◆ EXTRACT PROVIDED ◆
My husband is emotionally abusive. We have a 2-year-old daughter. I know I need to leave, but I am so completely stuck. I look at apartments I could rent every day. I know how much better my life will be away from him. I know I will be fine — better than fine, in fact — once I go.

But I still can't seem to get the ball rolling. It's not money that keeps me here, or security (although both of those things will be challenges). I think it is shame. I'm ashamed that I picked such a bad father for my daughter. I'm ashamed that I knew he was a bad choice but I still had a baby with him. I'm ashamed that I have put up with this for 10 years. I'm ashamed of how I have let him treat me.

I don't know how to take the first step, to start the momentum that I need to see it through. I have tried to tell him I am leaving, but he threatens me until I back down. I know I need to go in secret but it feels very underhand. Please help me find the first step. I know I can do this but I don't know how.

Source records:
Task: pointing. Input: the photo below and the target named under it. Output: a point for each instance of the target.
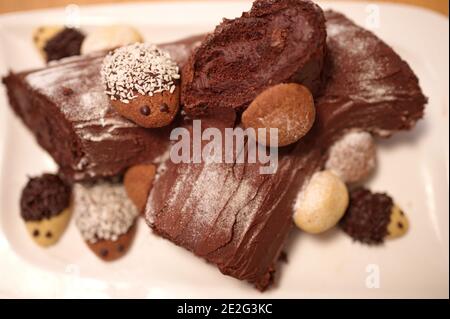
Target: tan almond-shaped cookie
(289, 108)
(110, 37)
(110, 250)
(322, 203)
(47, 232)
(398, 224)
(138, 181)
(42, 35)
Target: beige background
(21, 5)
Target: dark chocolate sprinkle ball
(367, 216)
(164, 108)
(145, 110)
(44, 197)
(64, 44)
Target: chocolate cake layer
(65, 107)
(238, 219)
(275, 42)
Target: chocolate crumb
(368, 216)
(145, 110)
(283, 257)
(67, 91)
(104, 252)
(164, 108)
(44, 197)
(64, 44)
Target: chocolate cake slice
(238, 219)
(65, 107)
(275, 42)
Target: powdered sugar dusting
(353, 157)
(103, 211)
(140, 68)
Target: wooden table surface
(22, 5)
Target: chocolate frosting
(275, 42)
(65, 106)
(368, 216)
(239, 220)
(44, 197)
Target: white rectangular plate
(413, 167)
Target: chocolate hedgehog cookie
(45, 208)
(373, 217)
(57, 42)
(106, 218)
(142, 83)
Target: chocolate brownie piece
(238, 219)
(276, 41)
(65, 107)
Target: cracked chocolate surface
(239, 220)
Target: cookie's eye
(145, 110)
(164, 108)
(104, 252)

◆ REQUIRED TASKS ◆
1. According to the post about leaving an emotionally abusive husband, how many years has the writer put up with this?
2. Please repeat the records from the line with "Target: chocolate cake slice" through the end of the records, substituting "cocoa" for every "chocolate" and leaving everything else unchanged.

◆ THE RESULTS ◆
1. 10 years.

2.
Target: cocoa cake slice
(238, 219)
(65, 107)
(275, 42)
Target: powdered sugar dusting
(353, 157)
(103, 211)
(140, 68)
Target: wooden table surface
(22, 5)
Target: cocoa frosting
(275, 42)
(65, 106)
(368, 216)
(239, 220)
(44, 197)
Target: white rectangular plate
(413, 167)
Target: cocoa hedgehog cookie
(45, 208)
(373, 217)
(57, 42)
(106, 218)
(142, 83)
Target: cocoa brownie piece
(238, 219)
(276, 41)
(65, 107)
Target: cracked cocoa surface
(239, 220)
Target: cookie's eye
(145, 110)
(164, 108)
(104, 252)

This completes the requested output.